This example highlights an interesting characteristic of isolated incoherence. Abstraction frees both the audio and visual elements from representation, inherent association and narrative. It is because of this that the abstract audiovisual composer must work harder to ensure that both sensory modalities work together. With narration and footage in documentary film-making, isolated incoherence is guaranteed. With abstract audiovisual composition, this is not the case.      

A composer that is conscious of audiovisual equilibrium will be more likely to adhere to the concept of isolated incoherence, thereby ensuring a strong audiovisual expression. However, it is also possible for the visuals and the audio of a piece to be considered equally by the composer, but to also survive as independent entities upon critical analysis. It is my argument that a piece which demonstrates isolated incoherence is more likely to be perceived as a stronger audiovisual expression.

The concept of isolated incoherence is in direct contradiction to the philosophy of Jean Piché and his practice of vidéomusique who argued that the audio and visual elements should have separate, coherent identities. When speaking about Sieves (2004), Piché explained that for him the music should be able to exist as a coherent piece on its own.48 Piché states that this is to differentiate the audio in an audiovisual composition from the soundtrack to a film. If the film soundtrack were to be severed from the film “the music loses its reason to be.”49 Interestingly, this would indicate that film soundtracks exhibit isolated incoherence. He states that the visual element should be able to work well on its own: however, when the two are combined, the audioviewer should “get the immediate impression that one cannot be without the other.”50 This seems like a contradiction in the context of my discussion here. If the audioviewer was under the impression that one element could not exist without the other, then surely in isolation, each element would seem incomplete. 

Compositional Examples

In order to illustrate the concept and unpick some of the issues that arise from it, I will now discuss one of my own pieces and some contemporary work viewed through the lens of isolated incoherence. The contemporary works discussed below include This City (2015) by Mark Eats, Cyclotone III (2015) by Paul Prudence and Moon Drum (1991) by John Whitney.

Figure 6: Performance of Ventriloquy II at SIML, Goldsmiths, University of London.

Dataset excerpts »

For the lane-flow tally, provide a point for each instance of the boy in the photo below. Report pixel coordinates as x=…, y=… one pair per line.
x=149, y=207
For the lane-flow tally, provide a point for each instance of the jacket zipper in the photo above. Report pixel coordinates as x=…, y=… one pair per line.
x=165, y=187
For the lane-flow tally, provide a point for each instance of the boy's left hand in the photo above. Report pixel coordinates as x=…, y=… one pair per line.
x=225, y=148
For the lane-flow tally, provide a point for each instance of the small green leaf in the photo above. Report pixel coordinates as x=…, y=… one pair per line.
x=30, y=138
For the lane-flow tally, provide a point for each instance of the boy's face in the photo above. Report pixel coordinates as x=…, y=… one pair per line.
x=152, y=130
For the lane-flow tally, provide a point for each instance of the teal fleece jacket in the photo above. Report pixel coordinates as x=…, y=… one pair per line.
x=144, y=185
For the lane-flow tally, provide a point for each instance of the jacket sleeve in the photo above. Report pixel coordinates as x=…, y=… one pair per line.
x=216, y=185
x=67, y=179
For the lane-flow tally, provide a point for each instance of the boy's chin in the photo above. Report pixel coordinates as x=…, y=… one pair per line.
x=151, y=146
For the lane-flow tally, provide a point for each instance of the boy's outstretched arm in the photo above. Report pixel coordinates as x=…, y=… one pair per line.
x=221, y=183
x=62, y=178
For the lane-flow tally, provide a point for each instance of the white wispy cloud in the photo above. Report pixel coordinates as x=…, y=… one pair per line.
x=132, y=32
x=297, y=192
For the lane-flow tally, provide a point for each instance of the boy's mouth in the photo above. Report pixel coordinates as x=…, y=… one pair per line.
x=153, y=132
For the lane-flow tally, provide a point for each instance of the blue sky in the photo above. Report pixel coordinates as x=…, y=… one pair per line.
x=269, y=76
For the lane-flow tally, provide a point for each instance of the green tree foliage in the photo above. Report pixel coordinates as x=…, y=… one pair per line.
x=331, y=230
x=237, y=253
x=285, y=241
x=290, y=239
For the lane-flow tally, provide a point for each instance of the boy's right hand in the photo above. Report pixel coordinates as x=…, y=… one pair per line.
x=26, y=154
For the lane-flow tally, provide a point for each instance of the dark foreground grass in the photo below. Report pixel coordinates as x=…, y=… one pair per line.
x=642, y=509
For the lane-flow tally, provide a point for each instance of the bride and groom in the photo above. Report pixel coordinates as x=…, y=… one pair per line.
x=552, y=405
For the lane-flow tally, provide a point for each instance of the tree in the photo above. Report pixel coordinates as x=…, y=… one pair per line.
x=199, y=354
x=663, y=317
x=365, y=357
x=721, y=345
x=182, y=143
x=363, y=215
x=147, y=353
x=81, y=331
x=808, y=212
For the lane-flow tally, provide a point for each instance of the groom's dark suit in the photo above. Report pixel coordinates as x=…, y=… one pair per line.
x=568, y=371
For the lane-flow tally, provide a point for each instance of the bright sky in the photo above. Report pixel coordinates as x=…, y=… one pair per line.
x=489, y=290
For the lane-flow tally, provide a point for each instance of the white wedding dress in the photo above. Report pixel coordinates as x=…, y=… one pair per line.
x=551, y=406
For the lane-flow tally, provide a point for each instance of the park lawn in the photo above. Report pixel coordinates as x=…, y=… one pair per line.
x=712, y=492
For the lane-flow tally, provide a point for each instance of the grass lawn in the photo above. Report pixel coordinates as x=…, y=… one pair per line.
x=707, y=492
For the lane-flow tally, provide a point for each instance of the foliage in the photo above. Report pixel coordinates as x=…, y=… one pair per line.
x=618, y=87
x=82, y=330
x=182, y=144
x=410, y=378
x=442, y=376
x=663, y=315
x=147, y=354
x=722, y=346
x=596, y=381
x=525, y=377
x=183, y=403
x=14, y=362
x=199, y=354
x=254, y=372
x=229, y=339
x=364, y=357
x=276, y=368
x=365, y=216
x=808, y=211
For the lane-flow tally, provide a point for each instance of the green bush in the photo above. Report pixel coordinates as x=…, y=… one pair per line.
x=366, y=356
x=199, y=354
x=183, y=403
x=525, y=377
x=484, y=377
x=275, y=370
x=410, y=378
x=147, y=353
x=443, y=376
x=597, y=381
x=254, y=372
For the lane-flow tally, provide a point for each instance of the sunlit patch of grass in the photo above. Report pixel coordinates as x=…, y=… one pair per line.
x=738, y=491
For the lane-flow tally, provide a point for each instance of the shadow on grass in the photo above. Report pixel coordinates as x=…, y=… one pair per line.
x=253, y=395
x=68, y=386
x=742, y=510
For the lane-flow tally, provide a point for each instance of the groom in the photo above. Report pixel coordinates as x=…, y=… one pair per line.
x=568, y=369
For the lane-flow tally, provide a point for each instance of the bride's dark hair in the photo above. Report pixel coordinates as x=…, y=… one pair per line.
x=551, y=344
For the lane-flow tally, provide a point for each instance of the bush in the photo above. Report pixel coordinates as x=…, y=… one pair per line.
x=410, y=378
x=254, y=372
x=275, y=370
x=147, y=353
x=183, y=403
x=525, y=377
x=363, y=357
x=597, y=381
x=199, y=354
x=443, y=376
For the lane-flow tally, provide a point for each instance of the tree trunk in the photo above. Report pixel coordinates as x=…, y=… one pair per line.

Problem 1 » According to the passage on isolated incoherence, which three contemporary works are discussed?
Problem 2 » Sum up the passage on isolated incoherence in two sentences.
The lines were drawn from a different source than the text.

Exercise response 1 » This City (2015) by Mark Eats, Cyclotone III (2015) by Paul Prudence, and Moon Drum (1991) by John Whitney.

Exercise response 2 » The passage argues that isolated incoherence is guaranteed in documentary film-making but not in abstract audiovisual composition, and that a piece which demonstrates it is more likely to be perceived as a stronger audiovisual expression. It contrasts this with Jean Piché's view that the audio and visual elements should have separate, coherent identities, which the author finds contradictory, and announces a discussion of one of the author's own pieces and three contemporary works.